>> begin SOURCE
One drawback associated with using a softer material to manufacture
the spray button is that the softer material has forced a
compromise with respect to other functional aspects and
considerations of the valve assembly. The softer material requires
that a thicker walled, heavier spray actuator be molded at slower
production rates and at higher production costs. The use of the
softer material also increases the cost of the spray buttons and
the costs of the injection mold design and construction as well as
maintenance of the injection mold.
Despite various past efforts, directed at providing an adequate
seal between the spray button and the mounting cup, it is still
frequently necessary, during pressurization of a container, to
increase the downward force of the filling or charging head to seal
properly the spray button with respect to the mounting cup. The
resulting shortcoming is that the increased load may cause the
mounting cup to be depressed excessively, thereby resulting in
permanent deformation of the mounting cup. The excessive depression
of the mounting cup pedestal may, in turn, produce unwanted side
effects, e.g. leakage of the valve, etc.
>> end SOURCE
>> begin GIVEN RECORDS
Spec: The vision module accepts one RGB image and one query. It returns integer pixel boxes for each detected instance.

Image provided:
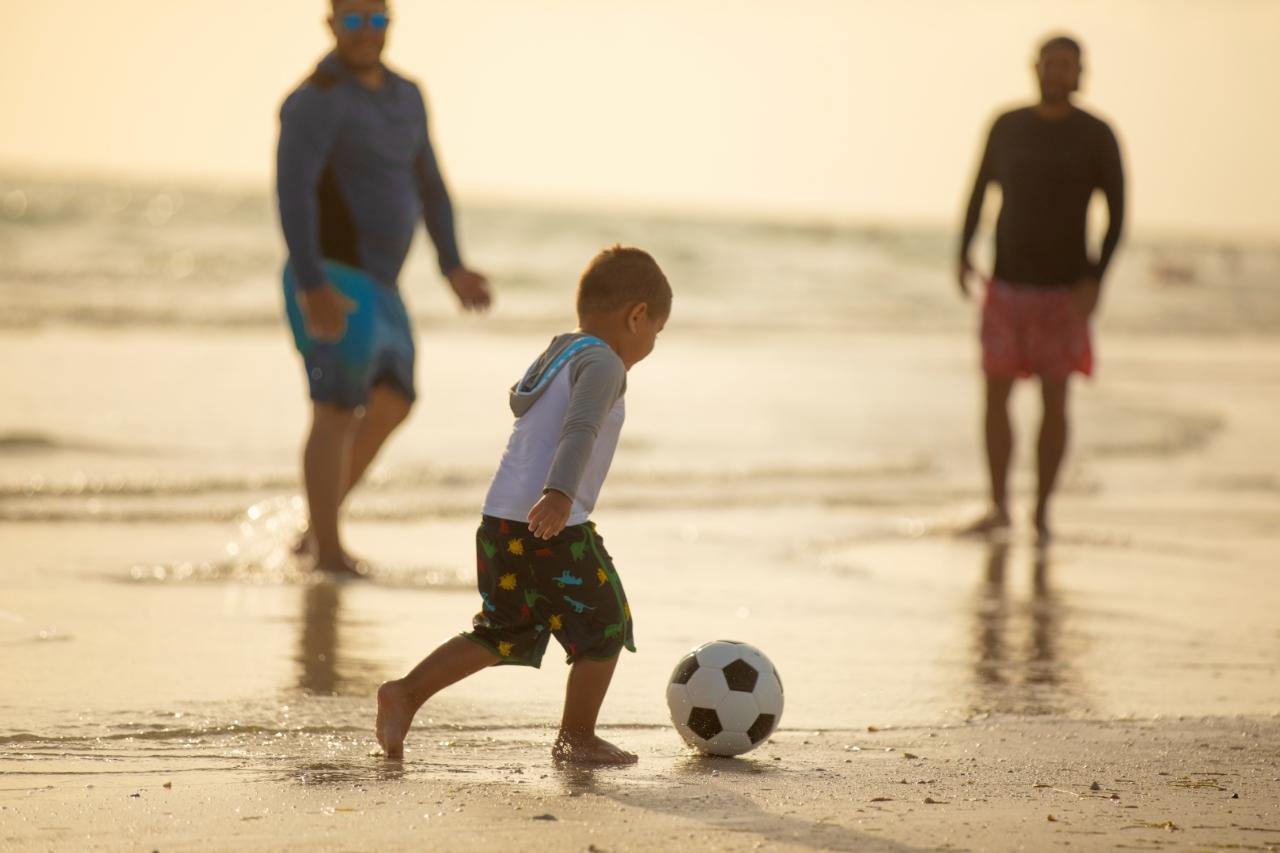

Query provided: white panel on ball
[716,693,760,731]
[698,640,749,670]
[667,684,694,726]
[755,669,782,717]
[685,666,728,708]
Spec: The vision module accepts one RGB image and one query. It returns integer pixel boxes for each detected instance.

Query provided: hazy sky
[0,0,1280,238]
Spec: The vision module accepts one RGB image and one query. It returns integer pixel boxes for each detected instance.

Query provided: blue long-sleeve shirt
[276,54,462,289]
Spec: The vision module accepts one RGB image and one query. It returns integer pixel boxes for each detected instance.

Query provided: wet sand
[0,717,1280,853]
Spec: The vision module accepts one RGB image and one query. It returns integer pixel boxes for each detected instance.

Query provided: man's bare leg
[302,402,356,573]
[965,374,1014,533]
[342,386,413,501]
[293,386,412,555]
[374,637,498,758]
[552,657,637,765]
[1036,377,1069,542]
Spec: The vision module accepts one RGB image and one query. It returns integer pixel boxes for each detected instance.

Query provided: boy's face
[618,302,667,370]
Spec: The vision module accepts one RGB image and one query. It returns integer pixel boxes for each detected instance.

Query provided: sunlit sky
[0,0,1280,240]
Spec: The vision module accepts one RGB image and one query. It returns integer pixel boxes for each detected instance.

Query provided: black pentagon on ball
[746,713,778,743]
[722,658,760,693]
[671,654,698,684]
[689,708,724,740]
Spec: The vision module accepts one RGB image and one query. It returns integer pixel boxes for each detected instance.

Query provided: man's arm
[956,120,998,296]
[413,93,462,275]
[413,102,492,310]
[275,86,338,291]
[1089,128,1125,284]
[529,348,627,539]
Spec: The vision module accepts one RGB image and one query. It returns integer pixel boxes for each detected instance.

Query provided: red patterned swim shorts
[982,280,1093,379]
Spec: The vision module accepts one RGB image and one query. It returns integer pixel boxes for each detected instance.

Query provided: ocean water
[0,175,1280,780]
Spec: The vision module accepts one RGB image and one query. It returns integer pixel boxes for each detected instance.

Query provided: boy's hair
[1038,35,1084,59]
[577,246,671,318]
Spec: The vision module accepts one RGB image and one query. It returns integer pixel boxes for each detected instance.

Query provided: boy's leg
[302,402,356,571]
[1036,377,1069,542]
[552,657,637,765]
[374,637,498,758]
>> end GIVEN RECORDS
#### [LIST OF TASKS]
A) Retype the spray button text, everything from "One drawback associated" down to "the injection mold.".
B) Carry the spray button text forward from its final sentence.

#### [RESULTS]
A)
One drawback associated with using a softer material to manufacture
the spray button is that the softer material has forced a
compromise with respect to other functional aspects and
considerations of the valve assembly. The softer material requires
that a thicker walled, heavier spray actuator be molded at slower
production rates and at higher production costs. The use of the
softer material also increases the cost of the spray buttons and
the costs of the injection mold design and construction as well as
maintenance of the injection mold.

B)
SUMMARY OF THE INVENTION
Wherefore, it is an object of the present invention to overcome the
aforementioned shortcomings and drawbacks associated with the prior
art mounting cup designs.
A further object of the invention is to provide a soft plastic film
which is laminated to the top outwardly facing surface of the valve
mounting cup, at least in the pedestal region, so as to allow the
skirt of the spray button to seal effectively against the resilient
plastic film rather than the typical hard metal surface of the
mounting cup, as with the prior art designs.
Another object of the invention is to provide a superior seal
between the skirt of the spray button and top outwardly facing
surface of the mounting cup to facilitate the manufacture of the
spray button from a harder, thinner walled and lighter weight
material.
A further object of the invention is to improve the seal between
the spray button and the top surface of the mounting cup during the
pressure filling method.
Yet another object of the invention is to provide a seal between
the spray button and the top surface of the mounting cup so that an
increased pressure that may be utilized during the filling
operation and thereby minimize the time for filling each
pressurized container.
A still further object of the invention is to simplify the spray
button geometry so as to reduce the associated costs in the design,
the construction and the maintenance of the injection molding
equipment for producing the spray button.
Yet another object of the invention is to facilitate successful
pressure filling, with the spray button installed on the valve,
regardless of variations in the filling or charging machine, the
spray button, the valve mounting cup and/or other variables which
occur during the pressure filling method.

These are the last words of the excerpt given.